◆ Work instructions
Restate the entries below verbatim.

[START OF Information provided]

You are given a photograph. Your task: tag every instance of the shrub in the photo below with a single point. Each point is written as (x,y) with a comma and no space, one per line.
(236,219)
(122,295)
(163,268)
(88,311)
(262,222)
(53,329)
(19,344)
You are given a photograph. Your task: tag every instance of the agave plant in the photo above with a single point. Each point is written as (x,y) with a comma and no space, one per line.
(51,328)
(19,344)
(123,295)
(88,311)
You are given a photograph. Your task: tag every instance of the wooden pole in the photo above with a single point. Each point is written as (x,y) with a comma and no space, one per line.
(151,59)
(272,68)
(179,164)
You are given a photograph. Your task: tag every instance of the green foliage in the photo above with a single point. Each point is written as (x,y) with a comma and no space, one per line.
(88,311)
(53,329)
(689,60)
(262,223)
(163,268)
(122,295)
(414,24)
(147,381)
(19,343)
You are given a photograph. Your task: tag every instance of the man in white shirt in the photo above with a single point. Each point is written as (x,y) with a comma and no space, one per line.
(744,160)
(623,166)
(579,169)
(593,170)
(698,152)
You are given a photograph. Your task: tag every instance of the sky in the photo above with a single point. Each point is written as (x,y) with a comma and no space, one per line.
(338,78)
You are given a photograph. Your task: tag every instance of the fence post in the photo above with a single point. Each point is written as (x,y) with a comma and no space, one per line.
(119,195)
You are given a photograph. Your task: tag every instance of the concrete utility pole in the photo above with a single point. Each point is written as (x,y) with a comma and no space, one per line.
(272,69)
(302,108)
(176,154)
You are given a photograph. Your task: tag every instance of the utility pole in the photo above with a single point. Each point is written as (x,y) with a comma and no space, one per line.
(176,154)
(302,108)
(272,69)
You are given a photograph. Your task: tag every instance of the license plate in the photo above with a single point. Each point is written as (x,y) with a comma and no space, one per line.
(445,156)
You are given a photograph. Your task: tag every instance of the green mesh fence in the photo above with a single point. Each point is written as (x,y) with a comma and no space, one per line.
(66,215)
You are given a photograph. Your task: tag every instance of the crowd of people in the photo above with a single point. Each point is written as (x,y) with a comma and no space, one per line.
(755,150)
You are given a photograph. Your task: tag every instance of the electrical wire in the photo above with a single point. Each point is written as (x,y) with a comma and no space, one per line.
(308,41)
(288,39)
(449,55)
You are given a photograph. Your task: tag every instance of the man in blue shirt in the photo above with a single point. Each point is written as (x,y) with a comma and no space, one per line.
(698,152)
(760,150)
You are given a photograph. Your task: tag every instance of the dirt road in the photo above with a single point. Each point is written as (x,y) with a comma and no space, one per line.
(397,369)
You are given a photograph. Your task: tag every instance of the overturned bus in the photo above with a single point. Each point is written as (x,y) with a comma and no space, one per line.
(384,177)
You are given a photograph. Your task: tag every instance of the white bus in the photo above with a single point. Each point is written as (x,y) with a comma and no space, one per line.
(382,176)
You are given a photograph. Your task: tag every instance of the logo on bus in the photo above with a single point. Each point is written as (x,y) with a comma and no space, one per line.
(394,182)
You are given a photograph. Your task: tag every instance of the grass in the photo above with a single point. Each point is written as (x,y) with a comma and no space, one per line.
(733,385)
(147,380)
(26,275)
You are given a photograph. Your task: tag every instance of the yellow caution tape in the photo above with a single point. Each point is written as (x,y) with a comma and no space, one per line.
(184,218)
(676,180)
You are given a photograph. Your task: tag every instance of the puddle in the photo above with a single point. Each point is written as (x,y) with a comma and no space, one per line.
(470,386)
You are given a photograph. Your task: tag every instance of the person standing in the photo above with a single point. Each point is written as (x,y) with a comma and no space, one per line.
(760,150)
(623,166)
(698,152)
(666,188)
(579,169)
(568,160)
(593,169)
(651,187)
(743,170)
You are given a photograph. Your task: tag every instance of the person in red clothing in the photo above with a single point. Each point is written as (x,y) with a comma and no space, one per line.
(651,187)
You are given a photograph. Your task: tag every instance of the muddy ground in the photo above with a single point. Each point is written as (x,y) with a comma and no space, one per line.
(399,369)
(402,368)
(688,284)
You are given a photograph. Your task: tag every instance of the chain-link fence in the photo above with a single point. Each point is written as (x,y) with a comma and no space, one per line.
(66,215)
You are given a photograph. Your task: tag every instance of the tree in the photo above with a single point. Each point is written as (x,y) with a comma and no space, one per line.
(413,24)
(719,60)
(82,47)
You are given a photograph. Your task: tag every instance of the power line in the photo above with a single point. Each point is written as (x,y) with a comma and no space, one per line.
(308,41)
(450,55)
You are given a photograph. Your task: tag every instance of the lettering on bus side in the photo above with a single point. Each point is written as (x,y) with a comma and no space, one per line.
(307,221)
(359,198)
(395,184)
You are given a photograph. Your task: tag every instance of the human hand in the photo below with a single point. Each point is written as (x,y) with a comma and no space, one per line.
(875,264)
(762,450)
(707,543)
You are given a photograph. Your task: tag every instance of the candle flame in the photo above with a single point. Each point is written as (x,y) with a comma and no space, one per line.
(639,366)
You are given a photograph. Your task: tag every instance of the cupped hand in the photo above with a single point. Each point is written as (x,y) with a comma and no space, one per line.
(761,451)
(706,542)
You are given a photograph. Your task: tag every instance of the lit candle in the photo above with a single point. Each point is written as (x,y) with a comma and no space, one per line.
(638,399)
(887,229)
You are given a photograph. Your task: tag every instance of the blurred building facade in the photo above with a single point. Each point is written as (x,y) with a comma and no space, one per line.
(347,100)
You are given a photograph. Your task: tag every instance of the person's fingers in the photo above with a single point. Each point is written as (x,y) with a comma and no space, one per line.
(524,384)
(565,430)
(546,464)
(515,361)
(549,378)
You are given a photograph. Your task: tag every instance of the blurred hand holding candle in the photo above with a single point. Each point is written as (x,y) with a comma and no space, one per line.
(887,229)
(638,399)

[END OF Information provided]

◆ Task solution
You are given a photograph. Your task: tag every instance of the shrub in the photo below with a single point. Each point is written as (x,y) with a comma and no space, one per line.
(236,219)
(122,295)
(163,268)
(88,311)
(262,222)
(53,329)
(19,344)
You are given a photograph. Your task: tag every instance of the agave plant in the photo above with a single point. Each point is written as (x,y) with a comma and no space, one per line.
(51,328)
(19,344)
(123,295)
(88,311)
You are given a photograph. Your task: tag every instance of the wooden pole in the photo above with a single point. Each point is written as (x,y) with a comma and no space, one per line.
(151,59)
(272,68)
(179,164)
You are given a photograph. Your task: tag every instance of the green foliage in the photo above with a single point. Each point is written as (x,y) with a comma and no space, one per line.
(88,311)
(53,329)
(689,60)
(262,223)
(163,268)
(122,295)
(414,24)
(147,381)
(19,343)
You are given a photograph. Your task: tag every instance of the man in white shirt in the photo above with a single point. Each point is written as (x,y) with a comma and no space, one per line.
(744,160)
(623,166)
(579,169)
(593,170)
(698,152)
You are given a photograph. Your task: tag every instance of the sky in the photo above with a single point. Each point is written as (x,y) with a comma and no space, one per line.
(338,78)
You are given a photograph. Your task: tag every instance of the fence post in the photo above with a single point. Each point is written as (x,y) with a comma and no space, one per line.
(119,195)
You are given a photograph. Your task: tag every instance of the concrete utility pole in the photo above with a single point. Each point is written as (x,y) with a comma and no space, one per line.
(272,69)
(302,108)
(176,154)
You are given a photograph. Your task: tag every instance of the utility pole in the photo above with a single point. Each point is written as (x,y) with a comma and no space, one per line.
(176,154)
(302,108)
(272,69)
You are given a photograph. Your task: tag every instance of the license plate in the photo above with a single point. Each point is written as (x,y) with a comma and no space, one per line.
(445,156)
You are given a photograph. Your task: tag every instance of the green mesh fence in the photo above with a single point. Each point is written as (x,y) with a comma and no space, one per line.
(66,215)
You are given a photograph. Your task: tag every instance of the crowd of people in the photo above with a single point. Each point is written as (x,y) with a comma and no space, one per line.
(755,150)
You are given a photograph. Your task: tag every instance of the electrical wire in the photo above with a single point. Each point is written as (x,y) with a comma and no space, one per line.
(308,41)
(288,39)
(449,55)
You are given a photograph. Your task: tag every instance of the man in blue shirt in the photo above with a single point. Each point is written as (x,y) with a comma and no space, one per line.
(698,152)
(760,150)
You are given a photograph. Your task: tag every instance of the dirt road in the photo above with a single point. Each point is written as (x,y) with a comma and no space, one per line.
(397,369)
You are given a photograph. Your task: tag every instance of the overturned bus in the photo above with a single point. Each point is written as (x,y) with a comma and no space, one per line.
(384,177)
You are given a photograph. Your task: tag every instance of the white bus in the photo above with a single point. Each point is written as (x,y) with a comma and no space, one per line.
(382,176)
You are given a photograph. Your task: tag every instance of the logo on bus in the photo above with a single point. Each point is written as (x,y) with a comma and no space, one per line.
(394,182)
You are given a photograph. Your task: tag every instance of the grass in the photo above with a single point. Each point is written as (x,y) with a comma and no space, one per line.
(733,385)
(147,380)
(26,275)
You are given a photograph. Your task: tag every instance of the yellow caution tape in the photo above with a single point. Each point is written as (x,y) with a comma and no space, one per line.
(184,218)
(676,180)
You are given a photograph. Your task: tag every instance of the puddle in the photo above with a single point. Each point is written as (x,y) with a comma and no space, one per line.
(470,386)
You are given a photograph. Your task: tag every instance of the person standing in the photo above with a single point. Each point is written as (x,y) with a comma and no space, one per line.
(760,150)
(623,166)
(698,152)
(666,188)
(579,169)
(568,160)
(593,169)
(651,187)
(743,170)
You are given a photograph. Your task: tag every instance of the person in red clothing in the photo above with a single point. Each point is written as (x,y) with a comma and no space, one per line.
(651,187)
You are given a photograph. Your task: tag every instance of the muddy ground in the photo above with a single point. Each point is written as (x,y) with a comma and no space, one per line.
(399,369)
(402,368)
(688,284)
You are given a photograph. Your task: tag every instance of the chain-link fence in the photo above with a single point. Each point is written as (x,y) with a comma and no space, one per line.
(66,215)
You are given a photograph. Your task: tag every instance of the tree in the photo above with a single point. Each point is written as (x,y) with a comma and no space, one per line.
(413,24)
(719,60)
(82,47)
You are given a photograph. Your task: tag every instance of the power line in the photo above with a single point. Each point is written as (x,y) with a comma and no space, one per line.
(308,41)
(450,55)
You are given a photograph. Your task: tag every instance of the lettering on bus side in the photo above with a single point. Each point is written as (x,y) with a comma and no space, one per line.
(307,221)
(359,198)
(395,184)
You are given a photograph. Your task: tag every instance of the human hand in the photo below with a single point. Each point is written as (x,y) with a comma and no space, one per line.
(875,264)
(762,450)
(707,543)
You are given a photograph. Your task: tag every instance of the candle flame in the photo above with a single point. Each point is written as (x,y) with a comma and no space, one per line.
(639,366)
You are given a photograph. Your task: tag every instance of the cupped hand in the photo above with a single point. Each point is written as (x,y) with a comma and no space, one per line.
(761,451)
(706,542)
You are given a photograph. Your task: tag every instance of the lit candle in the photo above with a single point. Each point is written as (x,y) with a comma and no space, one per line.
(638,399)
(887,229)
You are given a photograph. Your task: tag every instance of the blurred building facade in the photo above with a single point. Each point is written as (x,y) with a comma and no space, one per line.
(347,100)
You are given a photograph. Your task: tag every instance of the person's fingers in the photo above with a single point. Each point is written as (x,y) with a comma and no space, one per line.
(524,384)
(565,430)
(546,464)
(515,361)
(549,378)
You are given a photograph. Your task: tag every instance of the blurred hand holding candle in the photo above with a single point. Each point is written as (x,y) with a comma and no space, one per line.
(887,229)
(638,399)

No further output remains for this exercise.